- [Task statement]
Could you rewrite the listing below with "stone bench" switched to "park bench" everywhere it appears, keeping everything else unchanged and leaving the pictures out?
-- BEGIN Provided data --
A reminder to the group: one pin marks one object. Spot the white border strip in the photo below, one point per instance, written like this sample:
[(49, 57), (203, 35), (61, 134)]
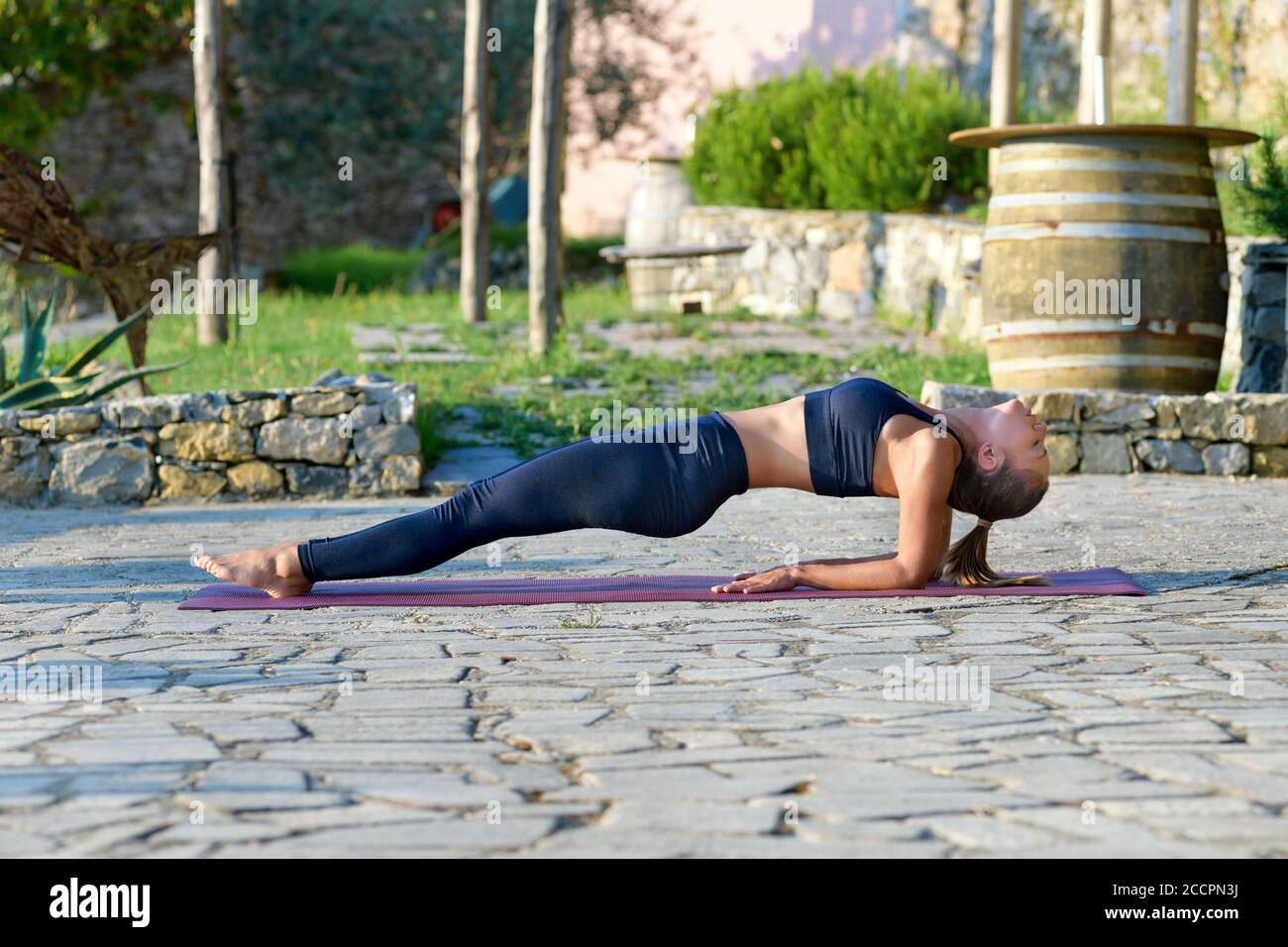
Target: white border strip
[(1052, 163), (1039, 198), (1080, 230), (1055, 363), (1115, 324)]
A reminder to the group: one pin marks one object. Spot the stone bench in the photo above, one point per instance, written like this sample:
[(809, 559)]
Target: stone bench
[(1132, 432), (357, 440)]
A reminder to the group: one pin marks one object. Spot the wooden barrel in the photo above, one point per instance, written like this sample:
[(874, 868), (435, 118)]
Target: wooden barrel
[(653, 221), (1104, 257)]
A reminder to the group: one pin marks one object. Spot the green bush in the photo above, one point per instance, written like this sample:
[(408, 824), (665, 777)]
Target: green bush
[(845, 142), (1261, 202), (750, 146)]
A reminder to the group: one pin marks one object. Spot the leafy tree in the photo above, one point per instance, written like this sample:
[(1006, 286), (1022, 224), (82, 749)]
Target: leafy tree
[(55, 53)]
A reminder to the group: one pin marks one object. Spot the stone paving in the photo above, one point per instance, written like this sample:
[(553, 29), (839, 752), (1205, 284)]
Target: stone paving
-- END Provided data --
- [Solution to this exercise]
A reminder to the group: one pin marks one object. Spot the white border strip in the photo below, one point per instance, written like this sample:
[(49, 57), (203, 35), (61, 134)]
Target: white border strip
[(1052, 163), (1039, 198), (1080, 230), (1055, 363), (1115, 324)]
A reminder to the group: one pin marks one object. Spot the park bench in the photo above, one point per instance, written like this sample:
[(809, 559)]
Target: park bench
[(1132, 432), (357, 440)]
A reminder to the group: one pin marks one object. Spot the wooden barrel in the photo above, one point per instance, written like this sample:
[(874, 868), (435, 118)]
Target: wooden barrel
[(653, 221), (1104, 257)]
A reminder to the group: one pin marks one object. Spot the green bush in the photo above, one point per instance, written like this sample:
[(408, 824), (665, 777)]
Target: green bush
[(845, 142), (1261, 202), (750, 146)]
A reminder to the group: one pin marks one object. Spot the leafy tree in the photo above, one point per instance, written like this sample:
[(1006, 286), (1022, 224), (82, 749)]
Target: leafy tree
[(55, 53)]
A reminder to the group: one pin marks one object. Spot the stone paving in the photo above, one point per instance, written like this sample:
[(553, 29), (839, 752), (1205, 284)]
Target: stone paving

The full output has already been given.